BRIEF> Output the lines of the data below as a JSON list of strings, one string per line, and leave out any blank lines.

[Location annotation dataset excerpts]
** start **

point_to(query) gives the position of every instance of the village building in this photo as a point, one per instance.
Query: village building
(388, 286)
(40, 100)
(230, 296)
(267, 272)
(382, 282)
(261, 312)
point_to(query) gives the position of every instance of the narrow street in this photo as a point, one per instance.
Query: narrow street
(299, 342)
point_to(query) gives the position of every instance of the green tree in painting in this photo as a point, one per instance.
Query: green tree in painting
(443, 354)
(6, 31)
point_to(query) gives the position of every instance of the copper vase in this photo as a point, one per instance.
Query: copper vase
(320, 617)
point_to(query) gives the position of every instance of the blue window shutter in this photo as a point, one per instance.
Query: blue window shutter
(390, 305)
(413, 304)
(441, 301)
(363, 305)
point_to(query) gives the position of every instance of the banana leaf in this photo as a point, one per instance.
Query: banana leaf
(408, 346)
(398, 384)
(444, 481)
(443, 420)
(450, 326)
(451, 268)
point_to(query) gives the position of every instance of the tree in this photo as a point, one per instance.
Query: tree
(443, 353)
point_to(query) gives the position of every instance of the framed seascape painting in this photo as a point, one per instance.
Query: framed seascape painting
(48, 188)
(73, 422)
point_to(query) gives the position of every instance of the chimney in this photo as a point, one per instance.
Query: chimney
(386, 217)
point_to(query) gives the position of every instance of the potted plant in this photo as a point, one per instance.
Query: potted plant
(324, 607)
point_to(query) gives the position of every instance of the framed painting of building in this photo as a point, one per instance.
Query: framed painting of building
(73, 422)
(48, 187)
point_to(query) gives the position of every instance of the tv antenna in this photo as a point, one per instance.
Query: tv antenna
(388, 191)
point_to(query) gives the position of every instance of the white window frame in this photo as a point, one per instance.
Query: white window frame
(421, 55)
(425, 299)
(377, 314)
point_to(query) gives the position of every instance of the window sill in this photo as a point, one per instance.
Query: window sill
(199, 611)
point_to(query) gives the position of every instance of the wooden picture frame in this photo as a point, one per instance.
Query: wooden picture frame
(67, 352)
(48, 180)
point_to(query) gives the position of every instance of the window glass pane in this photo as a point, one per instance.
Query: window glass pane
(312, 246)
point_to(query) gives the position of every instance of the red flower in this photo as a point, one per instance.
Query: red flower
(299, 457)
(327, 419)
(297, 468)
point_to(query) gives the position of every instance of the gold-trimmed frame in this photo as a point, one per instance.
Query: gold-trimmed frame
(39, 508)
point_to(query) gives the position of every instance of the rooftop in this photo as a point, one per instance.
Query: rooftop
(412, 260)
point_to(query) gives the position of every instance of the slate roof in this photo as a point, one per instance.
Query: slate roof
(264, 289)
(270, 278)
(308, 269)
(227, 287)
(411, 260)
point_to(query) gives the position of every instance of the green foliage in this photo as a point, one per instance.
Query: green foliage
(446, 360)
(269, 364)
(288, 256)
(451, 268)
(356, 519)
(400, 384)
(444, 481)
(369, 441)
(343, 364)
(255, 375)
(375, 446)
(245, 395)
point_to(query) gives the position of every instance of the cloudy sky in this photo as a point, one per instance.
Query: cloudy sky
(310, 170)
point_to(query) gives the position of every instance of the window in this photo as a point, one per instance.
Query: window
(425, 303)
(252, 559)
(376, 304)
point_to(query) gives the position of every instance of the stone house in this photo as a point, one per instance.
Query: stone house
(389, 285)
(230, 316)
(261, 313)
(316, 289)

** end **

TASK RESULT>
[
  "point_to(query) gives the position of every instance of the village building in this photo as a point, one per instance.",
  "Query: village building",
  "(388, 286)",
  "(40, 100)",
  "(230, 296)",
  "(267, 272)",
  "(382, 282)",
  "(261, 312)",
  "point_to(query) gives the position of every instance of the narrow street in this photo as a point, one per instance.",
  "Query: narrow street",
  "(299, 342)",
  "point_to(query) gives the position of every instance of the green tree in painting in this photo as a point, one per instance.",
  "Query: green tree in painting",
  "(443, 354)",
  "(6, 31)",
  "point_to(query) gives the position of every instance of the copper vase in this photo as a point, one per instance.",
  "Query: copper vase",
  "(320, 617)",
  "point_to(query) gives the position of every instance of the blue window shutter in this photo as a point, one per instance.",
  "Query: blue window shutter",
  "(390, 305)",
  "(413, 304)",
  "(441, 301)",
  "(363, 305)",
  "point_to(query) gives the position of every instance of the banana leaf in this photo as a point, one per instance.",
  "Query: banana leaf",
  "(408, 346)",
  "(398, 384)",
  "(444, 481)",
  "(443, 420)",
  "(450, 326)",
  "(451, 268)",
  "point_to(query) gives the position of every instance of the tree in this photo as a point, one per instance.",
  "Query: tree",
  "(443, 353)",
  "point_to(query) gives the position of every instance of the framed seascape painting in this photo as a point, one per instance.",
  "Query: framed seascape painting",
  "(48, 188)",
  "(73, 422)",
  "point_to(query) gives the position of every instance of the chimney in this photo as a point, one per instance.",
  "Query: chimney",
  "(386, 217)",
  "point_to(query) gives the position of every instance of the potted plant in this photo as a point, one per instance.",
  "Query: potted plant",
  "(324, 607)",
  "point_to(query) gives the position of every instance of the framed painting of building in this photo as a point, one per instance.",
  "Query: framed painting of building",
  "(73, 422)",
  "(48, 187)",
  "point_to(query) gives the position of every instance of the tv antenna in this photo as a point, one per instance.",
  "Query: tv antenna",
  "(388, 191)",
  "point_to(query) gives the position of every instance of the white window frame in this photo as a point, one per instance.",
  "Query: white window frame",
  "(421, 55)",
  "(425, 299)",
  "(377, 314)",
  "point_to(query) gives the position of every instance of the window sill in this photo as a point, one per instance.",
  "Query: window sill",
  "(199, 611)",
  "point_to(query) gives the position of every instance of the wooden picture frame in this photo as a point, one per instance.",
  "Query: wooden picture frame",
  "(67, 352)",
  "(48, 180)",
  "point_to(query) gives the position of every instance of the window glass pane in this photo as a point, one per instance.",
  "Query: window glass pane",
  "(312, 246)",
  "point_to(query) gives the position of every instance of the red flower in this photo as a point, one per instance.",
  "Query: red flower",
  "(299, 457)",
  "(327, 419)",
  "(297, 468)",
  "point_to(query) gives the position of every instance of the gold-trimmed frame in this photo as a point, one per instance.",
  "Query: gold-trimmed frame",
  "(39, 508)",
  "point_to(query) gives the position of every instance of the rooftop in this photo as a point, one per instance.",
  "Query: rooftop",
  "(412, 260)",
  "point_to(query) gives the position of every instance of the slate roof in this photo as a point, one per instance.",
  "Query: slate roof",
  "(264, 289)",
  "(270, 278)",
  "(308, 269)",
  "(227, 287)",
  "(411, 260)",
  "point_to(query) gives the position of every instance of the green foliage in this photo as a point, one per instance.",
  "Query: green foliage",
  "(446, 360)",
  "(269, 364)",
  "(288, 256)",
  "(451, 268)",
  "(356, 519)",
  "(400, 384)",
  "(444, 481)",
  "(369, 441)",
  "(343, 364)",
  "(255, 375)",
  "(375, 446)",
  "(245, 395)",
  "point_to(query) gives the position of every instance of the cloudy sky in this photo as a point, one per instance.",
  "Query: cloudy sky",
  "(310, 170)",
  "point_to(query) gives the position of every instance of the window in this photo as a point, one per instance.",
  "Query: window",
  "(425, 303)",
  "(252, 559)",
  "(376, 304)",
  "point_to(query) gives the position of every instance of the stone house in this photo as a point, one per instance.",
  "Query: stone house",
  "(389, 285)",
  "(230, 316)",
  "(261, 313)",
  "(316, 289)"
]